* **REQUIREMENTS**
Put everything in the records below, from the line containing "pew and report the position of each." down to the end of the records, both ends included, into a JSON list of strings with one string per line. Leave out blank lines and the pictures.

* **MATERIALS PROVIDED**
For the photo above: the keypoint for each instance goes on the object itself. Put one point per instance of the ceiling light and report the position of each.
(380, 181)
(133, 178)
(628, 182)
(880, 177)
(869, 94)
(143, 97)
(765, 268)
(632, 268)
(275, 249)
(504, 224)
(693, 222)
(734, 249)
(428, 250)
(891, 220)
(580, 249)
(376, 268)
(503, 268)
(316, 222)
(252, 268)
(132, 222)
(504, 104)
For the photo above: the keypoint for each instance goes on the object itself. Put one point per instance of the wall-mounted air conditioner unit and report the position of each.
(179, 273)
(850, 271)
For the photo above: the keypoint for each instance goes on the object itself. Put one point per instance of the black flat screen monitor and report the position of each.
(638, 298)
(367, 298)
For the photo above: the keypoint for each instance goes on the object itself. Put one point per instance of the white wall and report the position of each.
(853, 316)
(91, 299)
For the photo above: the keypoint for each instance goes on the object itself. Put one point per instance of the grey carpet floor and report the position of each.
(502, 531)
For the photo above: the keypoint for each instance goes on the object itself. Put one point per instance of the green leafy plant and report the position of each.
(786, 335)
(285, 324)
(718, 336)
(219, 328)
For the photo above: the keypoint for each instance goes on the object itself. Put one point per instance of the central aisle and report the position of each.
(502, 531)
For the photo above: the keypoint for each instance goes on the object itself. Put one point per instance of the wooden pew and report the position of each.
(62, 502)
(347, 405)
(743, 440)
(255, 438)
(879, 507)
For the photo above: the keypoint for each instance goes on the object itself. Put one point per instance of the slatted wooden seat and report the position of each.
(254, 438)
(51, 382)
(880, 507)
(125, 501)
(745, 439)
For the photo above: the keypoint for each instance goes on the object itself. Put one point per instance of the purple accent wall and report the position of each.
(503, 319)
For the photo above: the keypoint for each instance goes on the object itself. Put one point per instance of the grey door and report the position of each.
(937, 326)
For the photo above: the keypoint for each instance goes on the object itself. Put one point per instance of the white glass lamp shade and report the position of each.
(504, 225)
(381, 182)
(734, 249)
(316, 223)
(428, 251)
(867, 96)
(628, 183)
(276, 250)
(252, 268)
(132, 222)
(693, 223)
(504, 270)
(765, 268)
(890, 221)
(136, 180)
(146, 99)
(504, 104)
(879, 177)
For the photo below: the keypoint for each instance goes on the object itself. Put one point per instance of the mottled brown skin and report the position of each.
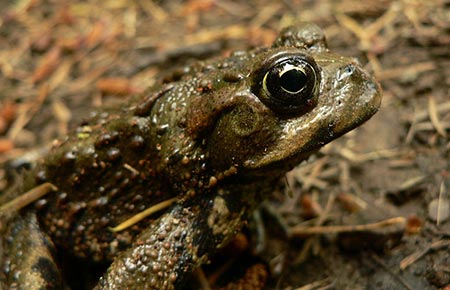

* **OUTPUT OF THE EXERCISE**
[
  "For the photo above: the keypoint for each instance goes on the object itself. Put one point per instance of the wooden pew and report the position of each.",
  "(62, 502)",
  "(347, 405)",
  "(743, 440)",
  "(255, 438)",
  "(879, 507)",
  "For the photo above: the keypoint for each instance goes on the object itself. Put one point per instance of the slatted wooden seat and report the position of each.",
  "(254, 438)",
  "(51, 382)",
  "(880, 507)",
  "(125, 501)",
  "(745, 439)",
  "For the photo above: the keypoint for each instance goes on the object itself. Put one point per instance of the purple accent wall and report the position of each.",
  "(503, 319)",
  "For the photo above: the keypoint for each instance goes on the object itself. Put one point per instance of the grey door and report the position of each.",
  "(937, 326)",
  "For the photo above: the keypoint for each instance goes on the object itself. Put one point per instance of the white glass lamp shade and report the position of each.",
  "(504, 225)",
  "(381, 182)",
  "(734, 249)",
  "(316, 223)",
  "(428, 251)",
  "(867, 96)",
  "(628, 183)",
  "(276, 250)",
  "(252, 268)",
  "(132, 222)",
  "(693, 223)",
  "(504, 270)",
  "(765, 268)",
  "(890, 221)",
  "(136, 180)",
  "(146, 99)",
  "(504, 104)",
  "(879, 177)",
  "For the photo below: the keypoint for each instance goes on the object itself. Put one point per instance of the mottled brown skin and report the position of each."
]